## [Data for this task]

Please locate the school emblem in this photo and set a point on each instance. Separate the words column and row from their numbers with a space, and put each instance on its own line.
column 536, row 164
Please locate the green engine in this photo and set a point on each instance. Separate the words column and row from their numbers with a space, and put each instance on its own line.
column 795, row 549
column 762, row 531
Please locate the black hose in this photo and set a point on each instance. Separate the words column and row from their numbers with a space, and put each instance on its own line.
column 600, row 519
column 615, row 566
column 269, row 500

## [Problem]
Reproduce all of the material above word for word, keeping each line unchanged and in its original order.

## [Answer in full]
Please locate the school emblem in this photo and set a point on each instance. Separate the words column and row from their numbers with a space, and put each instance on its own line.
column 536, row 164
Please locate the green engine in this photo and set a point on each instance. Separate the words column and row from their numbers with a space, and put each instance on its own line.
column 795, row 549
column 762, row 531
Please locate the black hose in this photo and set a point on each instance. Separate the words column and row from their numbers with a space, and put each instance on its own line.
column 600, row 519
column 615, row 566
column 269, row 500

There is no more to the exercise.